- INPUT RECORDS -
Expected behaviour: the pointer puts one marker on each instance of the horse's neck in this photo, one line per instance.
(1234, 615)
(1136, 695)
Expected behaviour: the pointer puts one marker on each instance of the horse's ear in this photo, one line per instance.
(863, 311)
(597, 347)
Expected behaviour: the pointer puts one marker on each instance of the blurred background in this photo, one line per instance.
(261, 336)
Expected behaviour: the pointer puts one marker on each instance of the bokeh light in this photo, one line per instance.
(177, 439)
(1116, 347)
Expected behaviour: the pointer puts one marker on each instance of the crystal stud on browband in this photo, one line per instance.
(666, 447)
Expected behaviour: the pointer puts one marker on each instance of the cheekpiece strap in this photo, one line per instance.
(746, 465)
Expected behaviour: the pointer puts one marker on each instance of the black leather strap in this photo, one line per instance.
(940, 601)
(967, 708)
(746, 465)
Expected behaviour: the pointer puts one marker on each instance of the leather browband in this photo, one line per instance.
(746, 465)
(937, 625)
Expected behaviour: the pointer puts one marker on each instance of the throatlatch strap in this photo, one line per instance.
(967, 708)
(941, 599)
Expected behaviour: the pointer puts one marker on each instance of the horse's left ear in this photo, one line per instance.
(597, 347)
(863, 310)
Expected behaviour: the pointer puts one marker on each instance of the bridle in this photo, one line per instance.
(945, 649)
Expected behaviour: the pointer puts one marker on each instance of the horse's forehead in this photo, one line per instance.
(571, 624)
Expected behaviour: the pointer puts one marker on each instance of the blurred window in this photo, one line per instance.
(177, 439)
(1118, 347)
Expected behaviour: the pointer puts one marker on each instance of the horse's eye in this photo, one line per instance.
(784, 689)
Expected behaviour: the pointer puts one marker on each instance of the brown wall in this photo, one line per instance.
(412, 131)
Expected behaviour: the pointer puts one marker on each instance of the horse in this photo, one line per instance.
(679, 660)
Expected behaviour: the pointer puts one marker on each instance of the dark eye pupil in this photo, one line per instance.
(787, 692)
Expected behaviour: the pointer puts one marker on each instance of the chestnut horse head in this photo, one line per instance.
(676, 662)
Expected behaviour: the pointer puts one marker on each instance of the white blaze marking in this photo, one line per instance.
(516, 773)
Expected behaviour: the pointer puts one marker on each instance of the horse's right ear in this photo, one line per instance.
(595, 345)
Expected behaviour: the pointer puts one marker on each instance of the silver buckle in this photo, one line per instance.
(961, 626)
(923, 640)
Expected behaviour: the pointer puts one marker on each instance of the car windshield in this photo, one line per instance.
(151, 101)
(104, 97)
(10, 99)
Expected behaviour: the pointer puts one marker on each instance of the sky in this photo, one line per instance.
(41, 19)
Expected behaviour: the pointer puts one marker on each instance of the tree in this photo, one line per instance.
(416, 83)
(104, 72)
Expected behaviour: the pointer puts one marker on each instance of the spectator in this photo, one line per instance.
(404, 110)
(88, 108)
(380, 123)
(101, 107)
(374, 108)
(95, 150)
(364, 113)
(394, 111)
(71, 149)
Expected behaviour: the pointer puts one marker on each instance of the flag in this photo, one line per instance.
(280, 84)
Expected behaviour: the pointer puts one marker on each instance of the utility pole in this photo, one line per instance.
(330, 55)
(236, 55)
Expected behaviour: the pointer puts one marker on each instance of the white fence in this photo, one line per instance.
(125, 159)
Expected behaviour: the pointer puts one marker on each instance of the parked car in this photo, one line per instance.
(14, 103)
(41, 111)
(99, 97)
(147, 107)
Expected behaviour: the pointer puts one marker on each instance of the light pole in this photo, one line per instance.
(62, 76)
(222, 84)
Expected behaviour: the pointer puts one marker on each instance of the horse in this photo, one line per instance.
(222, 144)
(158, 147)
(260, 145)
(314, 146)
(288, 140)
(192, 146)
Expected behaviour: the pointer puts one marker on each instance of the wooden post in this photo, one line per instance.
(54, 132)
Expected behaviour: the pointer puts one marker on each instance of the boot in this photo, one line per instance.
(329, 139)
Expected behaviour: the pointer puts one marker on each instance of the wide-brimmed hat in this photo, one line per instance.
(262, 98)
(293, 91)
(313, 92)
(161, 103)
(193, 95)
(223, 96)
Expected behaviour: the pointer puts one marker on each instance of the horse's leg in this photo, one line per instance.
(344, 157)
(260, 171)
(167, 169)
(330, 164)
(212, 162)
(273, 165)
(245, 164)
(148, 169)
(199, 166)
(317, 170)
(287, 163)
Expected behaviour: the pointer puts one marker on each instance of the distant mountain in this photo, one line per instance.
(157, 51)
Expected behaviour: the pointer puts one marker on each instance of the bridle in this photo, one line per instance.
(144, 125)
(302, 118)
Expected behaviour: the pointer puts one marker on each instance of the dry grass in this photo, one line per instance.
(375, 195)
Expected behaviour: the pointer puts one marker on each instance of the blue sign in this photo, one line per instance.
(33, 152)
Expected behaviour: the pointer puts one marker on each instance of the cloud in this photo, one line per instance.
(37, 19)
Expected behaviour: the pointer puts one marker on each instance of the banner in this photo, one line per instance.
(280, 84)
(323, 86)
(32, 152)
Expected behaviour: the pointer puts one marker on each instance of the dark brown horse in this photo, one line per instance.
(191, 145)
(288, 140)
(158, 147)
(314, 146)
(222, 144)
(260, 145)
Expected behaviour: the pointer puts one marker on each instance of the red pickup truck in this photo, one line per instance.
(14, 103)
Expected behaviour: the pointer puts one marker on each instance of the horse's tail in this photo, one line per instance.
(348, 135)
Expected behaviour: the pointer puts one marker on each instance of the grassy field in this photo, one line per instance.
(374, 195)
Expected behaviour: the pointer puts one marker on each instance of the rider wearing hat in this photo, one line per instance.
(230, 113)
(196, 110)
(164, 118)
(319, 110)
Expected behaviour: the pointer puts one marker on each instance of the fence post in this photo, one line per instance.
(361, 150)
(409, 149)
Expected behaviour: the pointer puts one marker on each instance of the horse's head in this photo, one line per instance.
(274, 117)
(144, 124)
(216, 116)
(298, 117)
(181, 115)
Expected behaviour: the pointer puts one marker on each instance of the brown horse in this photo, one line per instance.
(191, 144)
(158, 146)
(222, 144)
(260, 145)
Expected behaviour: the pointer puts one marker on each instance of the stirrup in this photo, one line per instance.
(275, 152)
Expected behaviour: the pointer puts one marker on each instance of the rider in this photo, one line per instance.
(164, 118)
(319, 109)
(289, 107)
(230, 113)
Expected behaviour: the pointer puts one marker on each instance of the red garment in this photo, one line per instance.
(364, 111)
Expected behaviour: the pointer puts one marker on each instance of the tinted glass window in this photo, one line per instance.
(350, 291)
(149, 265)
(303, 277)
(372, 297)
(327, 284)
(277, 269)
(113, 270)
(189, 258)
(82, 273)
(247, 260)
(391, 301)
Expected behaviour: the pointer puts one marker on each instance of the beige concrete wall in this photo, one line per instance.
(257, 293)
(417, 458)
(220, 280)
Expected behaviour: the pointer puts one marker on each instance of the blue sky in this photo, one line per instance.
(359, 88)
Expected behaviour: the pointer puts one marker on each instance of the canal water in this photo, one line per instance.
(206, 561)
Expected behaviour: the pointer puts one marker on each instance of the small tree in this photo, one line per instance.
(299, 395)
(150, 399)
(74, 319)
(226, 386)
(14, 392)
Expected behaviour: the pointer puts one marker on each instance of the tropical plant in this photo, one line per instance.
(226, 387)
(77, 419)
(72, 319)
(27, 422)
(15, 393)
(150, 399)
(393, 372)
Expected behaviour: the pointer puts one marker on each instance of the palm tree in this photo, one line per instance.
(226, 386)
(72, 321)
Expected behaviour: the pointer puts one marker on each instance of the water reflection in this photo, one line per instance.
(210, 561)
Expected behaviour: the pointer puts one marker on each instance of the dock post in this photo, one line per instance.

- STATED EXERCISE -
Please format everything from the line containing "the blue sky" down to the end of the listing as a numbered list, leaving out any blank lines.

- TASK RESULT -
1. Expected behaviour: the pointer puts one marker on each instance of the blue sky in this photo, one line per instance.
2. (359, 88)
3. Expected behaviour: the pointer puts one marker on each instance of the canal water in this photo, one line per instance.
4. (206, 561)
5. Expected behaviour: the pointer puts one marker on each instance of the small tree in this photo, one line per instance.
6. (299, 395)
7. (150, 399)
8. (74, 319)
9. (226, 386)
10. (14, 392)
11. Expected behaviour: the pointer puts one marker on each instance of the tropical plant in this photo, one line per instance.
12. (226, 387)
13. (77, 419)
14. (72, 319)
15. (27, 422)
16. (15, 393)
17. (150, 399)
18. (393, 372)
19. Expected behaviour: the pointer puts one marker on each instance of the palm tree in this photo, one line per instance.
20. (226, 386)
21. (72, 321)
22. Expected behaviour: the pointer puts one marker on each instance of the water reflection in this photo, one line per instance.
23. (210, 561)
24. Expected behaviour: the pointer puts one marker on each instance of the dock post in this photo, one line per instance.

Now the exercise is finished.